◆ TASK TO CARRY OUT
Return exactly the lines that run from the one containing "find the necktie" to the end of the entries, with both ends included.

Top of PROVIDED RECORDS

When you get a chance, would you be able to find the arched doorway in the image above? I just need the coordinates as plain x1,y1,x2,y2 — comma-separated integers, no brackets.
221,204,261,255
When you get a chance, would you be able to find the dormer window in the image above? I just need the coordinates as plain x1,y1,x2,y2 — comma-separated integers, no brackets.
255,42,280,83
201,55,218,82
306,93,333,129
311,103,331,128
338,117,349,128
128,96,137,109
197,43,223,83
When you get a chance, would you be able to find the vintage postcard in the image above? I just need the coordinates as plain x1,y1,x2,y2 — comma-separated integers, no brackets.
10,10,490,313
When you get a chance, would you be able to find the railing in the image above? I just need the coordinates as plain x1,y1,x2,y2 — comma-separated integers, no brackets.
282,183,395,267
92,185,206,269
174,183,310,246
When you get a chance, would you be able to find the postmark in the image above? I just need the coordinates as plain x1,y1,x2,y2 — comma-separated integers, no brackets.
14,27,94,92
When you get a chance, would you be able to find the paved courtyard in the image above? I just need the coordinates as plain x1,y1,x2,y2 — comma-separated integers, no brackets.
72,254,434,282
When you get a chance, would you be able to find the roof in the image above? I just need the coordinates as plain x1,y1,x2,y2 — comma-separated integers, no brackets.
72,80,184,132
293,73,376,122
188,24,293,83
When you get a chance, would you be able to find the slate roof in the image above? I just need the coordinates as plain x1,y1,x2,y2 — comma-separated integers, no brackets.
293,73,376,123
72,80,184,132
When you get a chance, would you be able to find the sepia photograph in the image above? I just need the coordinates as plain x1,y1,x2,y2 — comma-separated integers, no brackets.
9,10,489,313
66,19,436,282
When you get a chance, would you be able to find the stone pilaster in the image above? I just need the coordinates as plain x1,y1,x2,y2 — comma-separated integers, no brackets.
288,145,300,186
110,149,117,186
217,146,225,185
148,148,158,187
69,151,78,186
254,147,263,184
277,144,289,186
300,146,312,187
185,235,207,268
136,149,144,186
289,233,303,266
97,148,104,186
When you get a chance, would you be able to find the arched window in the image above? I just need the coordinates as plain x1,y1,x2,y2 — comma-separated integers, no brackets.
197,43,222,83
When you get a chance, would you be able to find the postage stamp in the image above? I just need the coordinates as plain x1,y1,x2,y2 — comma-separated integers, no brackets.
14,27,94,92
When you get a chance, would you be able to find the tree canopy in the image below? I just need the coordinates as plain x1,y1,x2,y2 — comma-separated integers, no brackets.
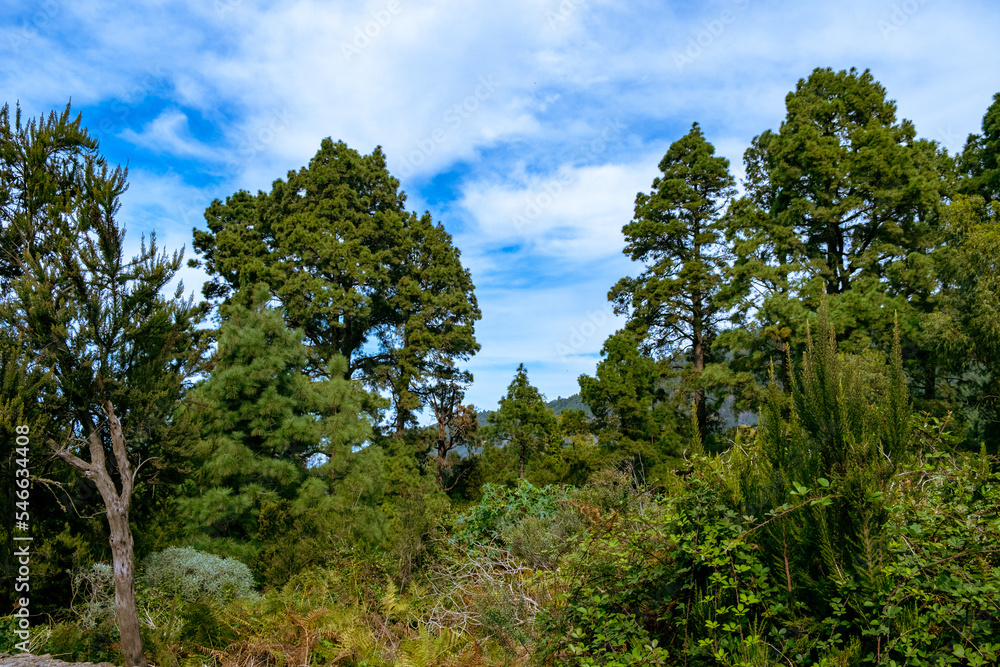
191,139,480,433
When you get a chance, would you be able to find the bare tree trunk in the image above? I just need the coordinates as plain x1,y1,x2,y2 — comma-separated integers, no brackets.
107,507,145,667
692,288,707,446
53,403,147,667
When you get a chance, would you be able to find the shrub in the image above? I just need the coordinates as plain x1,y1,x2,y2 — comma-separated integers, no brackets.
69,562,116,630
141,547,257,605
453,479,571,548
46,621,119,664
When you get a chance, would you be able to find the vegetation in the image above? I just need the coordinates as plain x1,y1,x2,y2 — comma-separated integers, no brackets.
2,67,999,666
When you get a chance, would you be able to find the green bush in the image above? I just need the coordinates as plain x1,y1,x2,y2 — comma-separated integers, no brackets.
141,547,257,605
535,308,1000,665
453,479,571,547
46,620,120,664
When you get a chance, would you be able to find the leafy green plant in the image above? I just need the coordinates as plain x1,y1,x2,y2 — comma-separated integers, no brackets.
453,479,570,548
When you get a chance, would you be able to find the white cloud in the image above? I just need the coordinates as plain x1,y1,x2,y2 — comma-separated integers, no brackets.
120,109,217,160
4,0,1000,405
456,158,657,265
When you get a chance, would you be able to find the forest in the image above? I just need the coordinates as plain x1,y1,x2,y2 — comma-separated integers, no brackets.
1,66,999,666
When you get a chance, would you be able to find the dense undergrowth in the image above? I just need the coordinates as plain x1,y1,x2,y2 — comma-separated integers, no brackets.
4,311,999,667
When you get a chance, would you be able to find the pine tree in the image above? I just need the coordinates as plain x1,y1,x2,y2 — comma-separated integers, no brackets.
191,139,479,433
489,364,558,479
578,330,681,465
959,92,1000,204
179,285,382,581
725,67,947,390
929,194,1000,445
610,122,735,444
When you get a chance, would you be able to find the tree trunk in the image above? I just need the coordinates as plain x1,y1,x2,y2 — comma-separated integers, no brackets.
436,439,448,486
693,332,706,445
923,360,936,401
53,403,147,667
692,295,707,446
107,507,146,667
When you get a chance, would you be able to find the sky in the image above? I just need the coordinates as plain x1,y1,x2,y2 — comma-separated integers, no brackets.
3,0,999,412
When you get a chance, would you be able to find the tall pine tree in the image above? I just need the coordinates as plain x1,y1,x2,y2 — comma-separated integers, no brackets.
725,67,947,395
190,139,480,434
610,122,735,443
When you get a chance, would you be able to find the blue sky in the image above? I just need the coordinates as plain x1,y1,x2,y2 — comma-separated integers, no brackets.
3,0,999,411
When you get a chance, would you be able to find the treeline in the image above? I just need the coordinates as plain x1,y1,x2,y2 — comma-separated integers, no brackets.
0,66,998,666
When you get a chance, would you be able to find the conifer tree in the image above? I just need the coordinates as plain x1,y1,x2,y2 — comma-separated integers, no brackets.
179,285,383,578
489,364,558,479
960,92,1000,203
578,330,680,463
929,194,1000,445
725,67,947,388
610,122,735,444
190,139,480,433
1,102,204,667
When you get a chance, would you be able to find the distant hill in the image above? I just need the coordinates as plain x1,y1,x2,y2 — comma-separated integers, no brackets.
476,392,592,426
546,394,592,417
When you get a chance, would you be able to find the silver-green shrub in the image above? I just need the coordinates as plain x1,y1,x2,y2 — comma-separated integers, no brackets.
140,547,257,604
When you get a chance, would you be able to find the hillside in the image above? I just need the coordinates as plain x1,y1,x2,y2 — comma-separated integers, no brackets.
477,392,592,426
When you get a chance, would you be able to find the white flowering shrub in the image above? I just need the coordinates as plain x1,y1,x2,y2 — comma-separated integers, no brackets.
140,547,257,604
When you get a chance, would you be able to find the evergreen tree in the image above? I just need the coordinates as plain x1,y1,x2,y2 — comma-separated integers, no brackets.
579,331,682,473
928,194,1000,446
190,139,479,433
488,364,558,479
0,102,204,667
725,67,947,390
959,92,1000,203
610,122,735,444
179,285,383,582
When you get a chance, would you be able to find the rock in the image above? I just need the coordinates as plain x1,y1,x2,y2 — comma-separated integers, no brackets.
0,654,118,667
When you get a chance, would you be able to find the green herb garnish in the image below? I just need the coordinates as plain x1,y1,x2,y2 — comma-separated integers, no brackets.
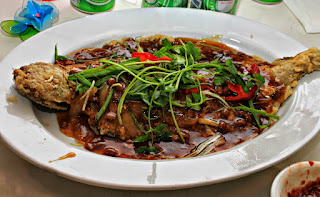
65,38,279,155
54,45,75,61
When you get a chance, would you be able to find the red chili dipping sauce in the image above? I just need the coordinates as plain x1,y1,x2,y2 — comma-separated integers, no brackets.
288,177,320,197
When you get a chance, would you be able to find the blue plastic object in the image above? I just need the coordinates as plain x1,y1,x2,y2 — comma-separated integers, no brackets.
11,0,59,34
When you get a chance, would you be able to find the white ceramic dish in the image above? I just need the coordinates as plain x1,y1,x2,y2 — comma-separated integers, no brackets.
271,161,320,197
0,8,320,190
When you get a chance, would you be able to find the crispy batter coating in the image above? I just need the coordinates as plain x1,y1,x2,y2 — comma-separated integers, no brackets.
271,47,320,86
13,62,73,110
267,47,320,114
272,48,320,99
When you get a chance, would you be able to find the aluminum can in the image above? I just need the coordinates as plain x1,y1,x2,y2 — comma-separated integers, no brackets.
142,0,188,8
71,0,115,14
191,0,238,15
253,0,282,4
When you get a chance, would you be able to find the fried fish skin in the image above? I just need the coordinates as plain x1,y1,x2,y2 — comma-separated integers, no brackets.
258,47,320,114
13,62,73,110
274,48,320,100
271,47,320,87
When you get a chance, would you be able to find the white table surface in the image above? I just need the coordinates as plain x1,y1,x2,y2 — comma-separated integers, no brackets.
1,0,320,196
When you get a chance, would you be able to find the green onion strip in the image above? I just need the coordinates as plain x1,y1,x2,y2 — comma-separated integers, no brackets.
147,85,159,132
95,84,118,123
147,85,160,145
248,99,275,129
232,103,280,120
169,92,185,143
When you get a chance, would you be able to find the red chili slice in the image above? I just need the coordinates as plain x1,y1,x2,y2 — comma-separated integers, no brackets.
132,52,172,62
224,63,261,101
224,82,258,101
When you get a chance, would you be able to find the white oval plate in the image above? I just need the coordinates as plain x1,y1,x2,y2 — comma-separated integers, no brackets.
1,8,320,190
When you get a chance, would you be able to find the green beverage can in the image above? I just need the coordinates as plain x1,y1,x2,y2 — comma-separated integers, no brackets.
191,0,238,15
253,0,282,4
142,0,188,8
71,0,115,14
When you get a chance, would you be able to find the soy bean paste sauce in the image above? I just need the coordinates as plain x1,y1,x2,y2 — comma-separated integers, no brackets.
57,37,286,159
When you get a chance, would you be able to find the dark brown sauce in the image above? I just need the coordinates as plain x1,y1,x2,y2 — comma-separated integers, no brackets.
57,37,286,160
57,111,260,159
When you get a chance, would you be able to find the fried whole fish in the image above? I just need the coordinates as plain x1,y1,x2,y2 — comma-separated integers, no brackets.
12,36,320,144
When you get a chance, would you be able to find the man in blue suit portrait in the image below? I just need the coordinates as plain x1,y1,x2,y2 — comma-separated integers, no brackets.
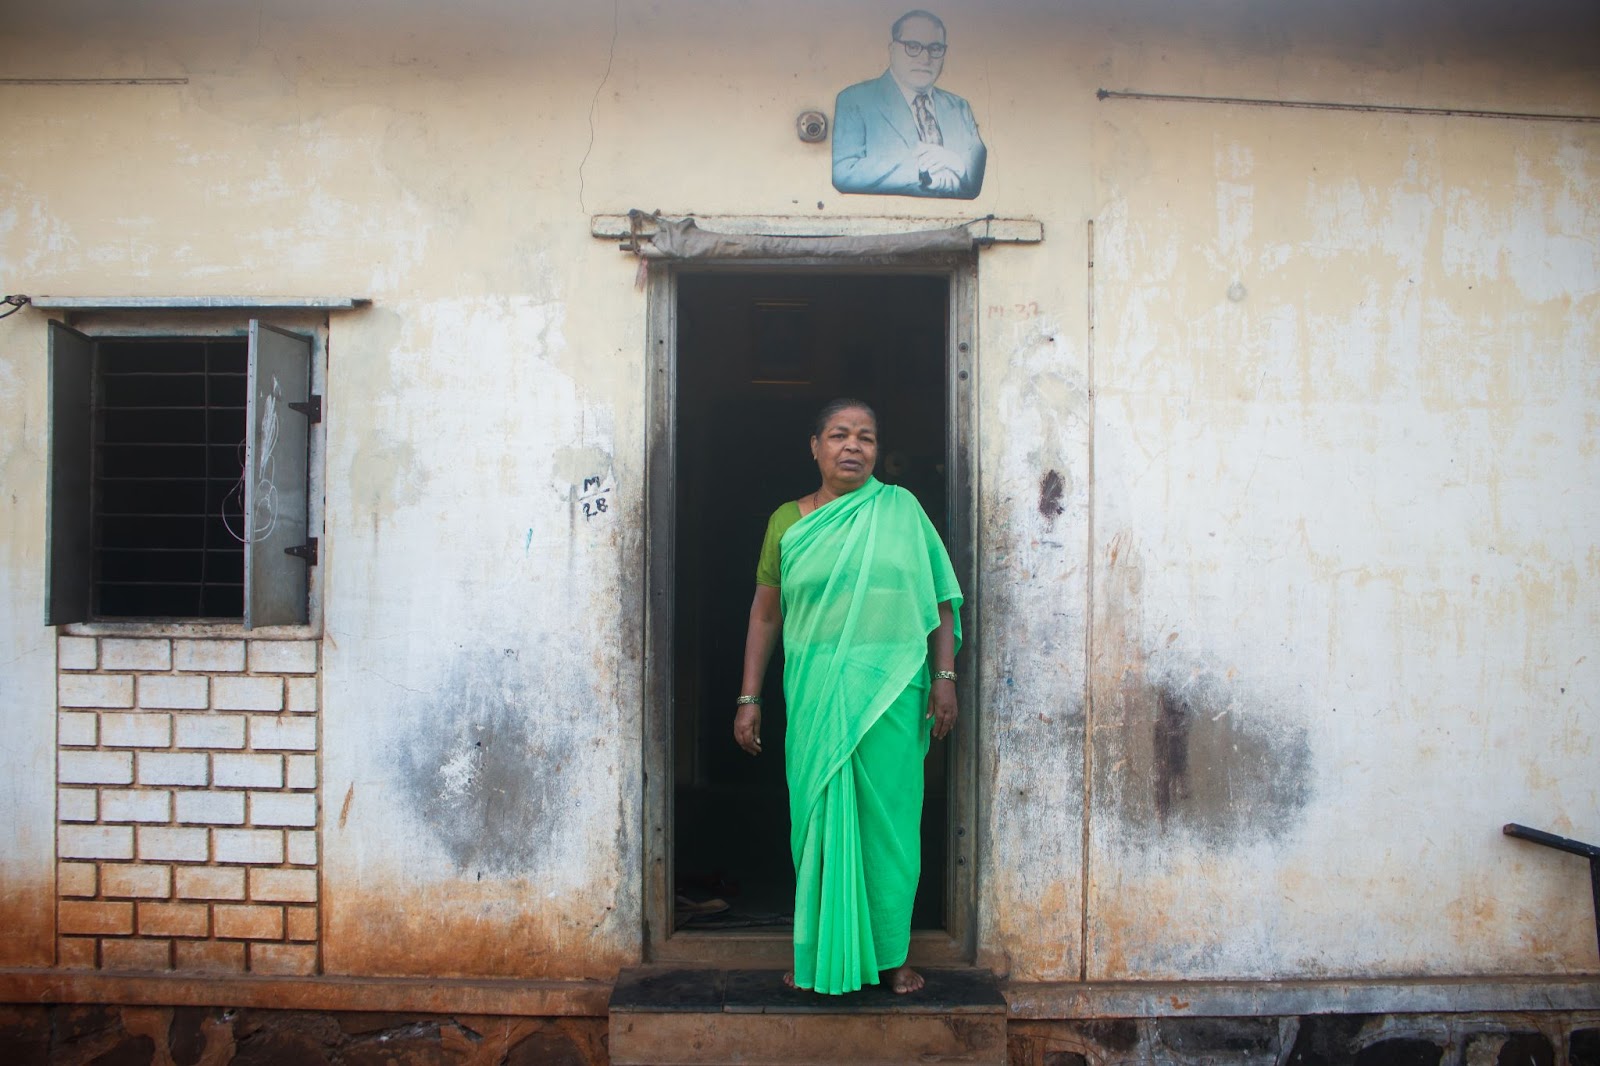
832,9,986,199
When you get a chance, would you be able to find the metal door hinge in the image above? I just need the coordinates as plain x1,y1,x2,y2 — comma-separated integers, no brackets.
285,538,318,565
289,395,322,423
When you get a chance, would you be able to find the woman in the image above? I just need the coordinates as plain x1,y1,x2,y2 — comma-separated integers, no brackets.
733,398,962,995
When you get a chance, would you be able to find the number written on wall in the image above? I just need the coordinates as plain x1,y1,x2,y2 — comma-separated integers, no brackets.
580,475,612,520
987,302,1040,319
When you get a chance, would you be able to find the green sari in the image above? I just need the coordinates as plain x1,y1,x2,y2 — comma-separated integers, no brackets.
778,477,962,994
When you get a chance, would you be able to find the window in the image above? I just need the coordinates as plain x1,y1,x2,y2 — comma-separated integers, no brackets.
48,320,318,627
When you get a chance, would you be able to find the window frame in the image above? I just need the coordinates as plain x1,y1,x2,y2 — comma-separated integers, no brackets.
46,308,328,636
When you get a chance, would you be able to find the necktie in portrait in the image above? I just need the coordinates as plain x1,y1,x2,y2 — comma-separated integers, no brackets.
914,93,943,145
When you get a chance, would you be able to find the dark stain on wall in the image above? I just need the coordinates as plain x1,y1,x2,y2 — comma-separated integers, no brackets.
1141,679,1312,843
396,653,575,877
1094,535,1314,847
1094,658,1315,847
1152,691,1191,822
1147,683,1312,840
1038,470,1066,522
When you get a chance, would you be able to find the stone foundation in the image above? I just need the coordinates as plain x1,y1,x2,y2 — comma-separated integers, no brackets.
1006,1014,1600,1066
0,1004,607,1066
2,1004,1597,1065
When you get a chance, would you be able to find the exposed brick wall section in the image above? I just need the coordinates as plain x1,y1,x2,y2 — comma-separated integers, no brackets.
56,635,320,975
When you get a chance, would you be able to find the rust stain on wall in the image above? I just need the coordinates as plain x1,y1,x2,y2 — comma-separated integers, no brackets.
0,877,55,967
326,884,624,980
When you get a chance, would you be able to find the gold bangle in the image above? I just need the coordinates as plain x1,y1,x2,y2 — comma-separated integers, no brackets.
932,670,957,682
735,695,762,706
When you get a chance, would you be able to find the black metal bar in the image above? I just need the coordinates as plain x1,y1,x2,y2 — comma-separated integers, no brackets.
1503,823,1600,961
1503,823,1600,859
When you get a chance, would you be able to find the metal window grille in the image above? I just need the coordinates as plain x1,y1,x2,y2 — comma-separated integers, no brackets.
93,338,248,618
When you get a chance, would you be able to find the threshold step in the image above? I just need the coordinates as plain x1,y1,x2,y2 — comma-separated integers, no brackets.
608,967,1007,1066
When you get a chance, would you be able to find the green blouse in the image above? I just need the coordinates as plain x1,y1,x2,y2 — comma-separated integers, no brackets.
755,500,803,587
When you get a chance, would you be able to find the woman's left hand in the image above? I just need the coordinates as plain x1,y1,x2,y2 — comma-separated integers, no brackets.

Bottom of PROVIDED RECORDS

◆ SOLUTION FOR THIS EXERCISE
When you get a chance, would you be able to find the necktie in portrait in the image above? I just need the coordinates as plain x1,y1,x2,y2 — comma-separated integers, no brackets.
914,93,943,145
When you get a chance, would you be able to find the dark stain on wall in the image above? I just need the coordinates as plain x1,y1,x2,y2 — comma-separated integers, no brackets.
1141,679,1312,843
396,653,575,877
1094,535,1314,847
1094,658,1315,847
1152,691,1191,822
1147,683,1312,840
1038,470,1066,522
When you get a chance, would you be able to find the stone foundation in the image above? I just need the coordinates as plain x1,y1,x2,y2 — comma-separated integers, no brackets.
1006,1014,1600,1066
0,1004,607,1066
2,1004,1597,1065
When you get a chance, would you be able to find the exposed brick wall section in the image above? I just need the coordinates as plain x1,y1,x2,y2 — comma-separated integers, no brackets.
56,635,320,975
When you get a chance, would you be able to find the rust stain on wall in the image above? I just need the coordinates as plain x1,y1,x2,y2 — comma-separated integers, no brackets.
0,877,55,967
326,884,624,980
When you get a chance, would you be able to find the gold bangle in the image above? I just need the coordinates as plain x1,y1,x2,y2 — comma-separated integers, no brackets.
932,670,957,682
735,695,762,706
When you get a chance, would you be able to find the black metal bar in the image above? I just need the coordinates as plain x1,y1,x2,y2 — comma-separated integers, no brackets.
1503,823,1600,961
1503,823,1600,859
When you get a chance, would you be able to find the metal window grille in the image above? I just need the coordinates as plain x1,y1,x2,y2 — comma-separated integers, no brackets.
93,338,248,618
When you get a chance, would you be able to find the threshold step in the image above? I just need the coordinates as plain x1,y1,x2,y2 — comma-separated integers, no brackets.
608,967,1007,1066
When you get a chance, would you be able to find the green blouse in the image above? I just need the coordinates as plain x1,y1,x2,y2 — comma-separated integers, no brackets.
755,500,803,587
When you get a chance, would you be able to find the woman's left hand in the image above? I just need the coordinates as plain x1,y1,x2,y2 — comma-separated integers, no brackets.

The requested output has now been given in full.